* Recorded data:
>> begin

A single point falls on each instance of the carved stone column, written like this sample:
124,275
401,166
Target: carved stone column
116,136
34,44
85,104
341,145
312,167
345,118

>> end

* PROBLEM DESCRIPTION:
Please change "carved stone column" to "marble statue" wherever it occurs in the records, and write all the lines out again with nothing else altered.

* OUTPUT FOR THIS TASK:
A single point falls on each instance of the marble statue, written like this sample:
124,275
401,166
Target: marble statue
116,136
34,44
85,104
341,145
312,167
345,118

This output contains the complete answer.